◆ EXTRACT TO READ:
⟨

The physical equilibrium which exists in the balanced “seesaw” of our childhood and the optical balance which is the result of the proper adjustment of masses within the confining edges of a design are similar, in that each is an equalizing of forces of attraction. In the former the force is gravity; in the latter, the attraction to the eye, which varies with the size and tone of the mass. While the force of gravity usually brings balancing masses to a horizontal alignment, optical balance may bring the masses in a design into equilibrium on any desired line, horizontal, vertical, or diagonal.

The attraction which a mass possesses varies directly with its size and tone. Thus a mass of four square inches, solid black, will be twice as strong in attraction value as a mass of two square inches, solid black. It will also be twice as strong in attraction value as a mass of four square inches, neutral gray (the gray being half the value of black). The attraction value of gray tones particularly affects the consideration of blocks of type which vary in depth of tone according to the blackness of the type face, closeness of spacing, etc.

Since the “seesaw” must have its sawhorse and the weighing scale its point of support, it follows that any condition of equilibrium, physical or optical, demands a point of balance. In design, this point will determine the location of the related masses. It will be apparent upon further thought that the point of balance should have some relationship to the edge or confines of the design.

The confining edge of the design is usually a rectangle, on the printed page. The location of a point of balance within this rectangle tends to divide it. How shall it be divided in the most interesting way? By applying the ratio of good proportion. So the point of balance may be located usually on a line which divides the page into parts of 2 and 3.

When equal masses are to be balanced it is obvious that they will be equidistant from the point of balance. (Fig. 12.)

When the masses are unequal the point is at unequal distances from the centers of the masses. These unequal distances have the same ratio as the masses themselves, but the larger mass is always the shorter distance from the point. If 1 pound is to balance 4 pounds it is obvious that the 1-pound mass must be 4 times as far from the point of balance as the 4-pound mass.

⟩

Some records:
⟨

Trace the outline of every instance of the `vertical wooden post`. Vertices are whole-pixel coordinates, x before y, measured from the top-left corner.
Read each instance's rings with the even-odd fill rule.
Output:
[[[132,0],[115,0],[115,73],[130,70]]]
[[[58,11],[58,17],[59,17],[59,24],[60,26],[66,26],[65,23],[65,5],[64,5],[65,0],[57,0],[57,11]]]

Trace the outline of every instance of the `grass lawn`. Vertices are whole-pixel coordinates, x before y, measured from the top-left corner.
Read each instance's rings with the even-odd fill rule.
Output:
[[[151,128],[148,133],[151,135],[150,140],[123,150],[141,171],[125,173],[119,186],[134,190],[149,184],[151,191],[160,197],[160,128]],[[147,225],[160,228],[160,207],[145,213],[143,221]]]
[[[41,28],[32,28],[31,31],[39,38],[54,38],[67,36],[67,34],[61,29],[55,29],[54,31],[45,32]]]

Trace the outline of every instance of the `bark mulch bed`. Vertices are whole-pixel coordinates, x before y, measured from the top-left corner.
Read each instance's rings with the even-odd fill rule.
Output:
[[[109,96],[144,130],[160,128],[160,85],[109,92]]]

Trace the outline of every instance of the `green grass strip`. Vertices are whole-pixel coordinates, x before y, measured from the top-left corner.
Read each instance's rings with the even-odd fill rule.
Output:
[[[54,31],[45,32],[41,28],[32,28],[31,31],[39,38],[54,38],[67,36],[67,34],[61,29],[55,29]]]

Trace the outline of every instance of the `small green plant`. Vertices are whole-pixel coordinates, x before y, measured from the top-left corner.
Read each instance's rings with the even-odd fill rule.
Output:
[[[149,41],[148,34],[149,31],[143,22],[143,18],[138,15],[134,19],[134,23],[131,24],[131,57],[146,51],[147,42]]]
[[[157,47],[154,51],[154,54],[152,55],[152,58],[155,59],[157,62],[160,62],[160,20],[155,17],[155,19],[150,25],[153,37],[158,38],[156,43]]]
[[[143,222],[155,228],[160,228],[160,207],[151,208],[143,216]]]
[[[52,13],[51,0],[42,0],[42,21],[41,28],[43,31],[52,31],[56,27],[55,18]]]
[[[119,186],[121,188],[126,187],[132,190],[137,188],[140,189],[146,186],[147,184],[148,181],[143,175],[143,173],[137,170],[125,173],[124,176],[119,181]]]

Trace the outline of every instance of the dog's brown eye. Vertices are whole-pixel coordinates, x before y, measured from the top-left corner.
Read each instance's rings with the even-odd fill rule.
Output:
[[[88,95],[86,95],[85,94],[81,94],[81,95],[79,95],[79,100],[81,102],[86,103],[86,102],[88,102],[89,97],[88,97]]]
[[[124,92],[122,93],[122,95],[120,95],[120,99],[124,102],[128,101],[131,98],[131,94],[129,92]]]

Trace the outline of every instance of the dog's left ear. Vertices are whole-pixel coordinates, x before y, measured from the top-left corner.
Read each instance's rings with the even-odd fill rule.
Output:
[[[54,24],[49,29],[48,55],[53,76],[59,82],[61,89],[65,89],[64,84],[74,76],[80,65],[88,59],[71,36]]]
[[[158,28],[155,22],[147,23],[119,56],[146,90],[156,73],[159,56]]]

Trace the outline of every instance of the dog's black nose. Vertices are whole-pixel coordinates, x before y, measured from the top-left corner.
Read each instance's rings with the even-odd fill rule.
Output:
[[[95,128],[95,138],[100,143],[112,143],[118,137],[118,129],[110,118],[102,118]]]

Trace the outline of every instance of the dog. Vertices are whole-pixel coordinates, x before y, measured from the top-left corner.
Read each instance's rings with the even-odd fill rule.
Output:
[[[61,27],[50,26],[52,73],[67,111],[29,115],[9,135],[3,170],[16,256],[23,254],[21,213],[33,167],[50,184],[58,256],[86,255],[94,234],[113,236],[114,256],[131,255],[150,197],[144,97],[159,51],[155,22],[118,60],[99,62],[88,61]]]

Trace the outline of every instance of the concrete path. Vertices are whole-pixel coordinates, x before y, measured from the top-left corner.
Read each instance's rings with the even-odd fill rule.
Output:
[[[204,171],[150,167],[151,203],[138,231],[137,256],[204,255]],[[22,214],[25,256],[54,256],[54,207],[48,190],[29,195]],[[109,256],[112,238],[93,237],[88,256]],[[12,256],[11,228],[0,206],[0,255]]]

⟩

◆ PROBLEMS AND TASKS:
A – According to the passage on optical balance, where may the point of balance usually be located on a page?
B – Summarize the passage on optical balance in two sentences.

◆ ANSWERS PER TASK:
A – On a line that divides the page into parts of 2 and 3.

B – Optical balance in design, like a balanced seesaw, equalizes forces of attraction, here the pull on the eye, which varies directly with a mass's size and tone and may align masses on any line. It requires a point of balance, usually on a line dividing the page into parts of 2 and 3, with equal masses equidistant from it and unequal masses at distances in the same ratio as the masses, the larger mass being nearer.